>>>

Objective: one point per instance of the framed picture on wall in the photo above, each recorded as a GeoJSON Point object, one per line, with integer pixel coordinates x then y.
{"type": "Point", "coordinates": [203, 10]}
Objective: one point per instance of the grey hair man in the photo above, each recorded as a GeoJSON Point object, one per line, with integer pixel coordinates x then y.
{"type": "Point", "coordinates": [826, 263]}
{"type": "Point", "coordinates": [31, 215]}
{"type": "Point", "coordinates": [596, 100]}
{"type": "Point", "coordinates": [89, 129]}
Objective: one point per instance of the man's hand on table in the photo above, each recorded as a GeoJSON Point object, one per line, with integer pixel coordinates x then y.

<<<

## [Aim of the exercise]
Output all of the data exactly as given.

## [Answer below]
Objective: one point per instance of the framed picture on wall in the photo above, each recorded as a GeoJSON Point object, one per line, with integer pixel coordinates x then y.
{"type": "Point", "coordinates": [203, 10]}
Objective: one point per instance of the grey hair man in the photo above, each recorded as a GeoJSON Point object, one per line, with integer pixel coordinates x then y.
{"type": "Point", "coordinates": [826, 263]}
{"type": "Point", "coordinates": [31, 215]}
{"type": "Point", "coordinates": [596, 100]}
{"type": "Point", "coordinates": [89, 129]}
Objective: one point per instance of the man's hand on table in the photo above, each recorded as a GeoJSON Point object, one per line, with integer pixel coordinates x then y.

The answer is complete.